## Exercise directions:
Reproduce exactly the lines below from the one containing "black face mask?" through the one containing "microphone stand?", including both, and nothing else.
++++ Material to process ++++
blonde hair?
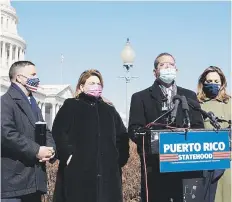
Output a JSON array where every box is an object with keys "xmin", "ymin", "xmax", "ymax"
[
  {"xmin": 197, "ymin": 66, "xmax": 230, "ymax": 103},
  {"xmin": 74, "ymin": 69, "xmax": 103, "ymax": 98}
]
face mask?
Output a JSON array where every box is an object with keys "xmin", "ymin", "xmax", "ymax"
[
  {"xmin": 84, "ymin": 84, "xmax": 102, "ymax": 98},
  {"xmin": 159, "ymin": 68, "xmax": 177, "ymax": 84},
  {"xmin": 25, "ymin": 77, "xmax": 40, "ymax": 92},
  {"xmin": 203, "ymin": 83, "xmax": 220, "ymax": 98}
]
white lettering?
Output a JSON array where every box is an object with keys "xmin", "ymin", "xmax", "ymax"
[
  {"xmin": 178, "ymin": 153, "xmax": 213, "ymax": 160},
  {"xmin": 188, "ymin": 143, "xmax": 195, "ymax": 152},
  {"xmin": 194, "ymin": 143, "xmax": 201, "ymax": 152},
  {"xmin": 203, "ymin": 142, "xmax": 225, "ymax": 151},
  {"xmin": 218, "ymin": 142, "xmax": 225, "ymax": 150},
  {"xmin": 176, "ymin": 144, "xmax": 182, "ymax": 152},
  {"xmin": 170, "ymin": 144, "xmax": 176, "ymax": 153},
  {"xmin": 182, "ymin": 144, "xmax": 189, "ymax": 152},
  {"xmin": 164, "ymin": 144, "xmax": 170, "ymax": 153},
  {"xmin": 203, "ymin": 143, "xmax": 210, "ymax": 151},
  {"xmin": 163, "ymin": 143, "xmax": 203, "ymax": 153}
]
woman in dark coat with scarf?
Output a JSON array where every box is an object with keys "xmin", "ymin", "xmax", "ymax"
[{"xmin": 52, "ymin": 69, "xmax": 129, "ymax": 202}]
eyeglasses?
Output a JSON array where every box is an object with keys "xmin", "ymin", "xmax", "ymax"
[{"xmin": 158, "ymin": 62, "xmax": 176, "ymax": 68}]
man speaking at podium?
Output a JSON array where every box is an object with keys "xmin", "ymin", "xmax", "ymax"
[{"xmin": 128, "ymin": 53, "xmax": 206, "ymax": 202}]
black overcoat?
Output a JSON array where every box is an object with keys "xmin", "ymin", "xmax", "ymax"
[
  {"xmin": 128, "ymin": 81, "xmax": 212, "ymax": 202},
  {"xmin": 52, "ymin": 93, "xmax": 129, "ymax": 202}
]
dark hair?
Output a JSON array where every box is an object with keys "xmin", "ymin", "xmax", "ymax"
[
  {"xmin": 9, "ymin": 61, "xmax": 35, "ymax": 81},
  {"xmin": 154, "ymin": 52, "xmax": 175, "ymax": 69}
]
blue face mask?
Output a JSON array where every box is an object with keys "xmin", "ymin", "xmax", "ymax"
[{"xmin": 203, "ymin": 83, "xmax": 220, "ymax": 98}]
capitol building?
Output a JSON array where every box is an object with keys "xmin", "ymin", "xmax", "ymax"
[{"xmin": 0, "ymin": 0, "xmax": 73, "ymax": 129}]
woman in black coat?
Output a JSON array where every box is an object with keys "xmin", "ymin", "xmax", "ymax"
[{"xmin": 52, "ymin": 69, "xmax": 129, "ymax": 202}]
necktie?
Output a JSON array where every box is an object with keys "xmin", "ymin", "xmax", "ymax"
[{"xmin": 29, "ymin": 95, "xmax": 39, "ymax": 121}]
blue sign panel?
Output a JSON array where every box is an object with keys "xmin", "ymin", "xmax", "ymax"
[{"xmin": 159, "ymin": 130, "xmax": 231, "ymax": 173}]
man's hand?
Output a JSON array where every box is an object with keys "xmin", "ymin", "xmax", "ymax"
[
  {"xmin": 36, "ymin": 146, "xmax": 55, "ymax": 162},
  {"xmin": 39, "ymin": 152, "xmax": 55, "ymax": 163}
]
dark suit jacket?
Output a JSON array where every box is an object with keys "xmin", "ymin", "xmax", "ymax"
[
  {"xmin": 1, "ymin": 85, "xmax": 56, "ymax": 198},
  {"xmin": 128, "ymin": 81, "xmax": 206, "ymax": 202}
]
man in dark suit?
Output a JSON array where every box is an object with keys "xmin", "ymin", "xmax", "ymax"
[
  {"xmin": 1, "ymin": 61, "xmax": 56, "ymax": 202},
  {"xmin": 128, "ymin": 53, "xmax": 206, "ymax": 202}
]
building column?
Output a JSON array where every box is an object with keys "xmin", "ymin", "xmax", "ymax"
[
  {"xmin": 15, "ymin": 46, "xmax": 18, "ymax": 61},
  {"xmin": 22, "ymin": 49, "xmax": 25, "ymax": 60},
  {"xmin": 2, "ymin": 42, "xmax": 6, "ymax": 67},
  {"xmin": 18, "ymin": 48, "xmax": 22, "ymax": 60},
  {"xmin": 10, "ymin": 18, "xmax": 12, "ymax": 32},
  {"xmin": 41, "ymin": 103, "xmax": 46, "ymax": 120},
  {"xmin": 11, "ymin": 18, "xmax": 14, "ymax": 33},
  {"xmin": 9, "ymin": 44, "xmax": 12, "ymax": 66},
  {"xmin": 51, "ymin": 104, "xmax": 56, "ymax": 124},
  {"xmin": 13, "ymin": 18, "xmax": 17, "ymax": 34},
  {"xmin": 2, "ymin": 17, "xmax": 6, "ymax": 30}
]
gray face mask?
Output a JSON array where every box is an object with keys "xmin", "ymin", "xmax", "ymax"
[{"xmin": 159, "ymin": 68, "xmax": 177, "ymax": 84}]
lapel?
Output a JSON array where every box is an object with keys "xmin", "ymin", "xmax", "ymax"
[
  {"xmin": 176, "ymin": 87, "xmax": 182, "ymax": 96},
  {"xmin": 148, "ymin": 81, "xmax": 167, "ymax": 117},
  {"xmin": 149, "ymin": 81, "xmax": 166, "ymax": 104},
  {"xmin": 175, "ymin": 86, "xmax": 184, "ymax": 126},
  {"xmin": 8, "ymin": 86, "xmax": 37, "ymax": 128}
]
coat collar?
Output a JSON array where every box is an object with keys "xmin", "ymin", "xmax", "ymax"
[
  {"xmin": 148, "ymin": 81, "xmax": 185, "ymax": 127},
  {"xmin": 7, "ymin": 84, "xmax": 37, "ymax": 127},
  {"xmin": 149, "ymin": 80, "xmax": 183, "ymax": 104},
  {"xmin": 202, "ymin": 98, "xmax": 223, "ymax": 103},
  {"xmin": 78, "ymin": 92, "xmax": 103, "ymax": 103},
  {"xmin": 149, "ymin": 80, "xmax": 171, "ymax": 104}
]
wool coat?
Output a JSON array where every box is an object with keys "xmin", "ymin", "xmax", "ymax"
[{"xmin": 52, "ymin": 93, "xmax": 129, "ymax": 202}]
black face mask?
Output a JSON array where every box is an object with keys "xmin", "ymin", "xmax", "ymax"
[{"xmin": 203, "ymin": 83, "xmax": 220, "ymax": 98}]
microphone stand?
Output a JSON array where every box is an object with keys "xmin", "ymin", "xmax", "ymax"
[
  {"xmin": 150, "ymin": 107, "xmax": 174, "ymax": 126},
  {"xmin": 134, "ymin": 107, "xmax": 174, "ymax": 137},
  {"xmin": 133, "ymin": 106, "xmax": 174, "ymax": 202}
]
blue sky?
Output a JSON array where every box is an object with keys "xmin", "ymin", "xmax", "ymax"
[{"xmin": 12, "ymin": 1, "xmax": 231, "ymax": 118}]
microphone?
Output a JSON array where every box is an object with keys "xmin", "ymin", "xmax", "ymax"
[
  {"xmin": 181, "ymin": 96, "xmax": 191, "ymax": 128},
  {"xmin": 171, "ymin": 95, "xmax": 182, "ymax": 123},
  {"xmin": 187, "ymin": 98, "xmax": 221, "ymax": 130},
  {"xmin": 208, "ymin": 111, "xmax": 221, "ymax": 130}
]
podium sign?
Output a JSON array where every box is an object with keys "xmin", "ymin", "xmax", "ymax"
[{"xmin": 158, "ymin": 130, "xmax": 231, "ymax": 173}]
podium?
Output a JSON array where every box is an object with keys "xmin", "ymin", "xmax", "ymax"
[{"xmin": 146, "ymin": 129, "xmax": 231, "ymax": 173}]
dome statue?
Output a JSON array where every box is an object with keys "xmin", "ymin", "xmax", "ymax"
[{"xmin": 0, "ymin": 0, "xmax": 11, "ymax": 6}]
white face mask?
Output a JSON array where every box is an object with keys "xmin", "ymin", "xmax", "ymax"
[{"xmin": 159, "ymin": 68, "xmax": 177, "ymax": 84}]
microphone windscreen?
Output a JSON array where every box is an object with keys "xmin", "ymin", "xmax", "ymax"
[
  {"xmin": 181, "ymin": 96, "xmax": 189, "ymax": 111},
  {"xmin": 187, "ymin": 98, "xmax": 201, "ymax": 110},
  {"xmin": 172, "ymin": 94, "xmax": 182, "ymax": 103}
]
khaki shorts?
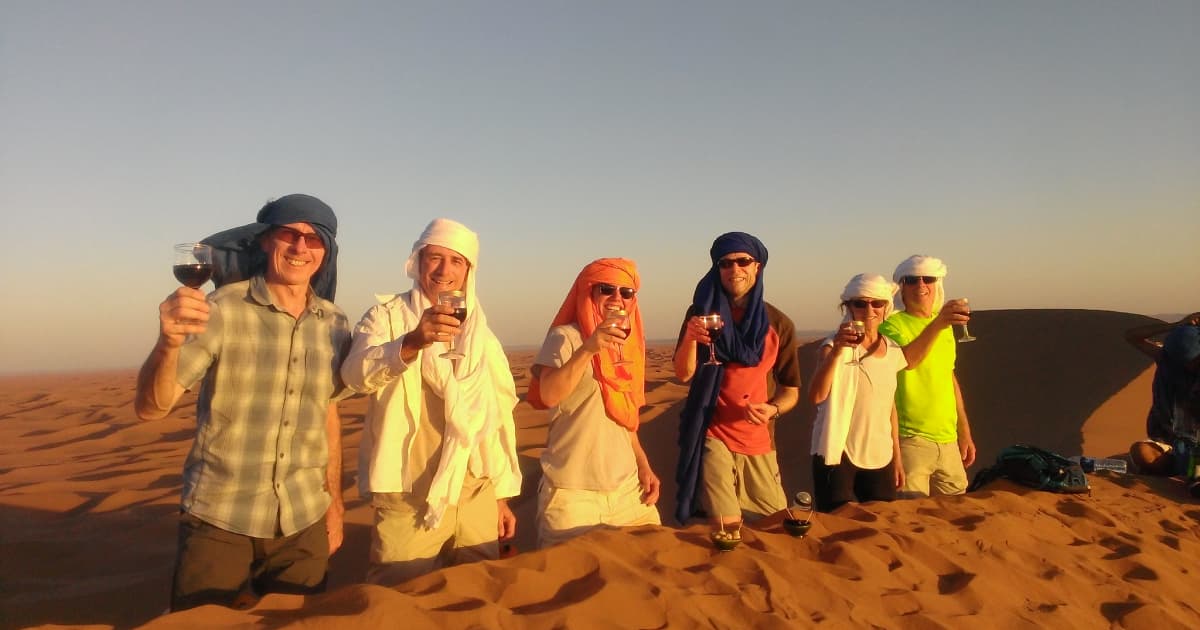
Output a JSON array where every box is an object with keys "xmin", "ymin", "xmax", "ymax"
[
  {"xmin": 701, "ymin": 436, "xmax": 786, "ymax": 522},
  {"xmin": 537, "ymin": 472, "xmax": 661, "ymax": 549},
  {"xmin": 367, "ymin": 476, "xmax": 499, "ymax": 586},
  {"xmin": 171, "ymin": 512, "xmax": 327, "ymax": 611},
  {"xmin": 899, "ymin": 435, "xmax": 968, "ymax": 497}
]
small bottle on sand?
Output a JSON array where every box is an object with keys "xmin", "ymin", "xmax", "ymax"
[{"xmin": 1073, "ymin": 457, "xmax": 1128, "ymax": 474}]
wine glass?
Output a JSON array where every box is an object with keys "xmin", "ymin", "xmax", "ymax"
[
  {"xmin": 957, "ymin": 298, "xmax": 976, "ymax": 343},
  {"xmin": 438, "ymin": 290, "xmax": 467, "ymax": 359},
  {"xmin": 698, "ymin": 313, "xmax": 724, "ymax": 366},
  {"xmin": 603, "ymin": 306, "xmax": 633, "ymax": 367},
  {"xmin": 845, "ymin": 320, "xmax": 866, "ymax": 366},
  {"xmin": 173, "ymin": 243, "xmax": 213, "ymax": 289}
]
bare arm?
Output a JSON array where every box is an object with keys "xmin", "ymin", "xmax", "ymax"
[
  {"xmin": 891, "ymin": 403, "xmax": 905, "ymax": 489},
  {"xmin": 531, "ymin": 326, "xmax": 623, "ymax": 407},
  {"xmin": 134, "ymin": 288, "xmax": 209, "ymax": 420},
  {"xmin": 953, "ymin": 373, "xmax": 976, "ymax": 467},
  {"xmin": 747, "ymin": 385, "xmax": 800, "ymax": 425},
  {"xmin": 808, "ymin": 324, "xmax": 858, "ymax": 405},
  {"xmin": 673, "ymin": 315, "xmax": 713, "ymax": 383},
  {"xmin": 900, "ymin": 300, "xmax": 969, "ymax": 369},
  {"xmin": 630, "ymin": 430, "xmax": 660, "ymax": 505},
  {"xmin": 324, "ymin": 402, "xmax": 345, "ymax": 555}
]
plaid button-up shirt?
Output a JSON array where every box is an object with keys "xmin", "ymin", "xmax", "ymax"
[{"xmin": 176, "ymin": 275, "xmax": 351, "ymax": 538}]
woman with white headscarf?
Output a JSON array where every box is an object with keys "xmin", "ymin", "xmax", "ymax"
[{"xmin": 808, "ymin": 274, "xmax": 908, "ymax": 512}]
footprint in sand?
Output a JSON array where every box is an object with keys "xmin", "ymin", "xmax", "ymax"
[
  {"xmin": 1097, "ymin": 536, "xmax": 1140, "ymax": 560},
  {"xmin": 1054, "ymin": 498, "xmax": 1116, "ymax": 527},
  {"xmin": 1099, "ymin": 600, "xmax": 1145, "ymax": 622}
]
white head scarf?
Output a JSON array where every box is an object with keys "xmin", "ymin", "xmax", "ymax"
[
  {"xmin": 403, "ymin": 218, "xmax": 520, "ymax": 529},
  {"xmin": 891, "ymin": 255, "xmax": 947, "ymax": 313},
  {"xmin": 839, "ymin": 273, "xmax": 898, "ymax": 323}
]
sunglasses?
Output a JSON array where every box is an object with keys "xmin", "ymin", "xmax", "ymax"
[
  {"xmin": 597, "ymin": 283, "xmax": 637, "ymax": 300},
  {"xmin": 848, "ymin": 299, "xmax": 890, "ymax": 309},
  {"xmin": 716, "ymin": 257, "xmax": 756, "ymax": 270},
  {"xmin": 272, "ymin": 226, "xmax": 326, "ymax": 249},
  {"xmin": 901, "ymin": 276, "xmax": 938, "ymax": 285}
]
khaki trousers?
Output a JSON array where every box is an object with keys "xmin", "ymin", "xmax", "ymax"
[
  {"xmin": 536, "ymin": 472, "xmax": 661, "ymax": 549},
  {"xmin": 367, "ymin": 476, "xmax": 499, "ymax": 586}
]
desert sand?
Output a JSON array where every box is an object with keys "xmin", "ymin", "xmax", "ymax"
[{"xmin": 3, "ymin": 309, "xmax": 1199, "ymax": 629}]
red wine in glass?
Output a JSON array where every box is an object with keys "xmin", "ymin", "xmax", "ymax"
[
  {"xmin": 438, "ymin": 291, "xmax": 467, "ymax": 359},
  {"xmin": 173, "ymin": 263, "xmax": 213, "ymax": 288},
  {"xmin": 699, "ymin": 314, "xmax": 724, "ymax": 366},
  {"xmin": 173, "ymin": 243, "xmax": 213, "ymax": 289},
  {"xmin": 603, "ymin": 307, "xmax": 633, "ymax": 366},
  {"xmin": 846, "ymin": 320, "xmax": 866, "ymax": 366}
]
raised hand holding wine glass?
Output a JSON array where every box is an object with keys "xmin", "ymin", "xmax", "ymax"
[
  {"xmin": 438, "ymin": 290, "xmax": 467, "ymax": 359},
  {"xmin": 173, "ymin": 243, "xmax": 213, "ymax": 289},
  {"xmin": 698, "ymin": 313, "xmax": 724, "ymax": 366},
  {"xmin": 602, "ymin": 305, "xmax": 633, "ymax": 366},
  {"xmin": 168, "ymin": 243, "xmax": 213, "ymax": 332},
  {"xmin": 844, "ymin": 320, "xmax": 867, "ymax": 366}
]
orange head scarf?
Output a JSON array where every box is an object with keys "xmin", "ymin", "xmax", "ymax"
[{"xmin": 529, "ymin": 258, "xmax": 646, "ymax": 430}]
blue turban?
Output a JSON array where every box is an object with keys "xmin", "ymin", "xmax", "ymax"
[
  {"xmin": 201, "ymin": 194, "xmax": 339, "ymax": 301},
  {"xmin": 674, "ymin": 231, "xmax": 770, "ymax": 524}
]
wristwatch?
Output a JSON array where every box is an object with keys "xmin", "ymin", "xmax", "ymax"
[{"xmin": 768, "ymin": 403, "xmax": 781, "ymax": 421}]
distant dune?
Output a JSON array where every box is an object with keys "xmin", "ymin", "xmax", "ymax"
[{"xmin": 3, "ymin": 309, "xmax": 1198, "ymax": 629}]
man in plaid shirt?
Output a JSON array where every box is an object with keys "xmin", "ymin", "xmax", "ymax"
[{"xmin": 135, "ymin": 194, "xmax": 351, "ymax": 611}]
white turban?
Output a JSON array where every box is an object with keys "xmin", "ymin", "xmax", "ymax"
[
  {"xmin": 891, "ymin": 254, "xmax": 947, "ymax": 313},
  {"xmin": 839, "ymin": 273, "xmax": 899, "ymax": 322}
]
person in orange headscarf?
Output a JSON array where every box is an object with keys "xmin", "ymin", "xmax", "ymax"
[{"xmin": 528, "ymin": 258, "xmax": 661, "ymax": 548}]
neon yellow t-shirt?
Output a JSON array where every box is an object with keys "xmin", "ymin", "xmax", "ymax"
[{"xmin": 878, "ymin": 311, "xmax": 959, "ymax": 443}]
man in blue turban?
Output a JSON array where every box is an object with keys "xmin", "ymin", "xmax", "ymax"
[
  {"xmin": 134, "ymin": 194, "xmax": 352, "ymax": 611},
  {"xmin": 672, "ymin": 232, "xmax": 802, "ymax": 538},
  {"xmin": 1126, "ymin": 313, "xmax": 1200, "ymax": 496}
]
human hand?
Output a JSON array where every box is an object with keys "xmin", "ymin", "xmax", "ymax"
[
  {"xmin": 893, "ymin": 457, "xmax": 906, "ymax": 489},
  {"xmin": 638, "ymin": 465, "xmax": 661, "ymax": 505},
  {"xmin": 405, "ymin": 304, "xmax": 463, "ymax": 350},
  {"xmin": 959, "ymin": 435, "xmax": 977, "ymax": 467},
  {"xmin": 682, "ymin": 316, "xmax": 715, "ymax": 345},
  {"xmin": 582, "ymin": 324, "xmax": 627, "ymax": 355},
  {"xmin": 832, "ymin": 321, "xmax": 861, "ymax": 349},
  {"xmin": 496, "ymin": 499, "xmax": 517, "ymax": 541},
  {"xmin": 158, "ymin": 287, "xmax": 209, "ymax": 348},
  {"xmin": 744, "ymin": 400, "xmax": 778, "ymax": 425},
  {"xmin": 936, "ymin": 299, "xmax": 971, "ymax": 330}
]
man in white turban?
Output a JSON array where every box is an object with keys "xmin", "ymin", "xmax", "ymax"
[
  {"xmin": 878, "ymin": 255, "xmax": 974, "ymax": 497},
  {"xmin": 341, "ymin": 218, "xmax": 521, "ymax": 585}
]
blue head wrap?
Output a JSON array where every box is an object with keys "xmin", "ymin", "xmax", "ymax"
[
  {"xmin": 690, "ymin": 231, "xmax": 770, "ymax": 365},
  {"xmin": 674, "ymin": 231, "xmax": 771, "ymax": 524},
  {"xmin": 201, "ymin": 194, "xmax": 339, "ymax": 301}
]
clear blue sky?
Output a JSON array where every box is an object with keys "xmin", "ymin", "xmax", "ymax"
[{"xmin": 2, "ymin": 1, "xmax": 1197, "ymax": 374}]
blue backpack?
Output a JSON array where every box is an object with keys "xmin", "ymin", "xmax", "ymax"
[{"xmin": 968, "ymin": 444, "xmax": 1090, "ymax": 494}]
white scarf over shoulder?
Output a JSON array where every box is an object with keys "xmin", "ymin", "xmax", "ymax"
[
  {"xmin": 811, "ymin": 273, "xmax": 898, "ymax": 465},
  {"xmin": 380, "ymin": 219, "xmax": 520, "ymax": 529}
]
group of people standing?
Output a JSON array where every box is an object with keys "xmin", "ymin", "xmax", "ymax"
[{"xmin": 134, "ymin": 193, "xmax": 979, "ymax": 612}]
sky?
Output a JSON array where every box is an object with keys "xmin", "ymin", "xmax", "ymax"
[{"xmin": 1, "ymin": 1, "xmax": 1197, "ymax": 374}]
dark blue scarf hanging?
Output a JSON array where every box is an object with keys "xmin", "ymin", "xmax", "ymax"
[{"xmin": 674, "ymin": 232, "xmax": 769, "ymax": 524}]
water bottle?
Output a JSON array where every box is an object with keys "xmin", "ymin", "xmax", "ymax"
[{"xmin": 1074, "ymin": 457, "xmax": 1127, "ymax": 474}]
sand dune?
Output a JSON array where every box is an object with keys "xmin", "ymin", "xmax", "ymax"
[{"xmin": 3, "ymin": 309, "xmax": 1198, "ymax": 629}]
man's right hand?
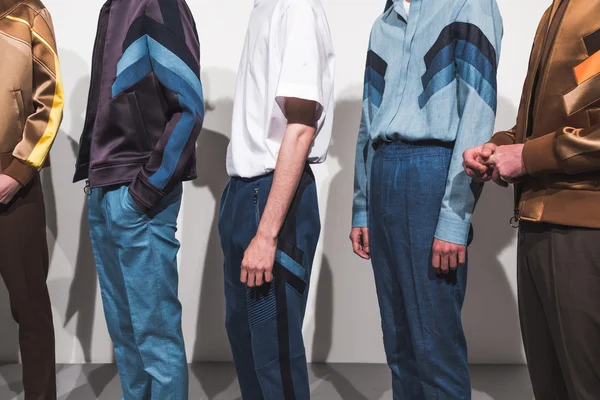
++++
## Completed task:
black face mask?
Output a JSON array where every box is an object with keys "xmin", "ymin", "xmax", "ymax"
[{"xmin": 203, "ymin": 83, "xmax": 220, "ymax": 98}]
microphone stand?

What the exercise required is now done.